Embryos switched and destroyed

Improper embryo fertilization. A Delaware, Ohio, family brought a lawsuit in August against The Christ Hospital/Greater Cincinnati Institute for Reproductive Health. After purchasing Ancestry.com DNA kits as Christmas gifts for her family, a 25-year-old woman learned that the man she always assumed is her father is not her biological father. Research narrowed down the list of possible men to just a handful — including a doctor at the hospital, where the young couple had turned for ART help in 1994.

Switching embryos. Anni and Ashot Manukyan of Glendale, California, sued the CHA Fertility Center in Los Angeles in July after their embryo (along with that of another couple) was incorrectly implanted in the womb of a New York woman. When their child was born, they had to go to court in New York to recover him and bring him home. CHA also destroyed another embryo from the Manukyans. To this day, CHA has no idea whose embryos it placed into Anni Manukyan.

Anni and Ashot Manukyan of Glendale, California, have filed a lawsuit against the CHA Fertility Center in Los Angeles.

** RECORDS **
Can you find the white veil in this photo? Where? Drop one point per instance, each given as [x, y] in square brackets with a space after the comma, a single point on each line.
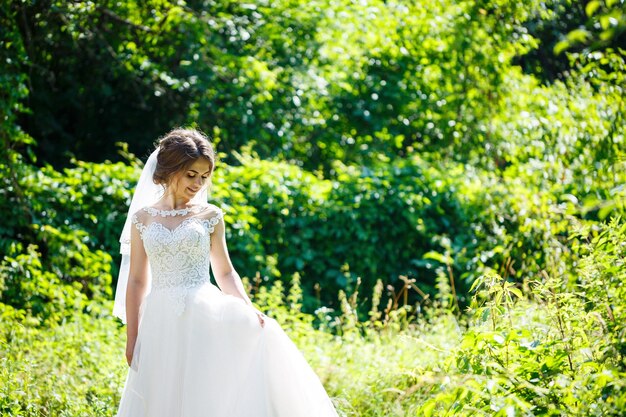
[147, 193]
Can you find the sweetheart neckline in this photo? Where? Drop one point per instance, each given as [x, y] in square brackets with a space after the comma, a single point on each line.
[175, 229]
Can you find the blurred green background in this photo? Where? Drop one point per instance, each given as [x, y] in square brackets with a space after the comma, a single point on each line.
[427, 186]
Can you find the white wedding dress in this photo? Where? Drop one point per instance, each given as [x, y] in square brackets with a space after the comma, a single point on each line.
[202, 353]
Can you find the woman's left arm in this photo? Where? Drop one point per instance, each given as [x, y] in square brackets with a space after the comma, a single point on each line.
[225, 274]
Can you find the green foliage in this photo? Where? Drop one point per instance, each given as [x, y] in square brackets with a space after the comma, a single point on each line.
[378, 160]
[545, 347]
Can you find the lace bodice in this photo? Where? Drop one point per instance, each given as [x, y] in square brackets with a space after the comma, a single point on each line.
[178, 251]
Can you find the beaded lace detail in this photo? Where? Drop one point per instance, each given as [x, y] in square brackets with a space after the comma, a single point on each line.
[174, 212]
[179, 257]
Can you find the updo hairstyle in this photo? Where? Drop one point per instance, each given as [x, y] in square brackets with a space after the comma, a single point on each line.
[179, 149]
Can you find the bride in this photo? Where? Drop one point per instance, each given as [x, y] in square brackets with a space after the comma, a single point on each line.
[196, 350]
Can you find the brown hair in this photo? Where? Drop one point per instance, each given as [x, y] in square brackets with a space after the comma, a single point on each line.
[179, 149]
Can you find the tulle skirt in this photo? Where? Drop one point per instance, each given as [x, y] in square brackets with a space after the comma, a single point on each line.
[215, 360]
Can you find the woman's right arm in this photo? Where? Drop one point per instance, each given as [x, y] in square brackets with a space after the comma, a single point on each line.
[136, 290]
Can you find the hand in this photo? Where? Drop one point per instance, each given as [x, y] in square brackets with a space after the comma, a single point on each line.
[130, 348]
[261, 317]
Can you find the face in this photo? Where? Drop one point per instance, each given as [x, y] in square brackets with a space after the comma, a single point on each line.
[188, 183]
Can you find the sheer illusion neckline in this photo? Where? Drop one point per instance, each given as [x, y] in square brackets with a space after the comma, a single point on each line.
[153, 211]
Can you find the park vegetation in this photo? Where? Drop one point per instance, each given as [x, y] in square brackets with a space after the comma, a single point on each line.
[427, 195]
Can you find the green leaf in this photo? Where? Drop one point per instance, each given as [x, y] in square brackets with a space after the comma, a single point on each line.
[592, 6]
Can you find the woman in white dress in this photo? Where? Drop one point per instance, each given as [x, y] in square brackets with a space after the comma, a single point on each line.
[196, 350]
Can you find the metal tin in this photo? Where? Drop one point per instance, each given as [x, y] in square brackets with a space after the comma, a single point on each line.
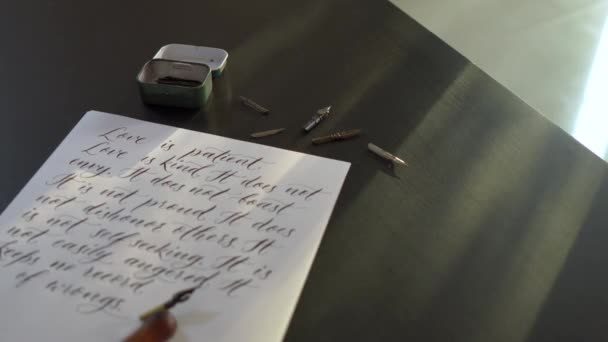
[215, 58]
[153, 92]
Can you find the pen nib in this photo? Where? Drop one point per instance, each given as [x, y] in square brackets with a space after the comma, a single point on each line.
[324, 111]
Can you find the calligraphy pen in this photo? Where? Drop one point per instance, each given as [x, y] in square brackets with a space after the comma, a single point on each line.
[177, 298]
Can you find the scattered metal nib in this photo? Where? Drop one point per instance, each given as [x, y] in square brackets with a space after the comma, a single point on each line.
[318, 117]
[386, 155]
[267, 133]
[253, 105]
[337, 136]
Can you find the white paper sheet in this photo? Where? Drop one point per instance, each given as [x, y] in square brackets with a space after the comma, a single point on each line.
[125, 213]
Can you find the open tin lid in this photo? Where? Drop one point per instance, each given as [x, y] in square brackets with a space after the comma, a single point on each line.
[213, 57]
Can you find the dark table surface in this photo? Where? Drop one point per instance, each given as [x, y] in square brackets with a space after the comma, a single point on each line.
[498, 230]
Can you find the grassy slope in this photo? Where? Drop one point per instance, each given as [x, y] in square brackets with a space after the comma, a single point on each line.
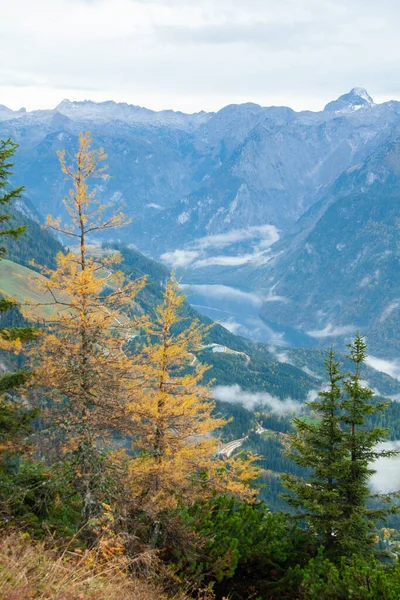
[23, 284]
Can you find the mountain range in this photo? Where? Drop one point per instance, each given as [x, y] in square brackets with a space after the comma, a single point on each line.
[298, 209]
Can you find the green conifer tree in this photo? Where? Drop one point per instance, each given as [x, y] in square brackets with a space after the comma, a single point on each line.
[12, 420]
[337, 451]
[317, 446]
[361, 443]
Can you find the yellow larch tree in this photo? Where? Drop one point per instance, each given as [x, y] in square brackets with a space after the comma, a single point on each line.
[81, 368]
[176, 442]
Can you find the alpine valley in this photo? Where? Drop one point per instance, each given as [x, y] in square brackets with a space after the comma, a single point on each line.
[286, 222]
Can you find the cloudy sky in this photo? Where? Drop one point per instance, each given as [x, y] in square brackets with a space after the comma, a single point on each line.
[197, 54]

** THE TASK **
Please answer from the passage on switched and destroyed embryos: in what year did the Delaware, Ohio, couple turn to the hospital for ART help?

** RESPONSE **
1994